*Given request:*
Update the items below by replacing "pitch" with "field" wherever it occurs, leaving everything else unchanged.

*Given entries:*
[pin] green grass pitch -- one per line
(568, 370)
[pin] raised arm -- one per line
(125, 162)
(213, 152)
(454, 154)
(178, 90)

*Response to the exercise:*
[pin] green grass field -- one per line
(568, 370)
[pin] raised arm -- one per line
(125, 162)
(213, 152)
(454, 154)
(178, 90)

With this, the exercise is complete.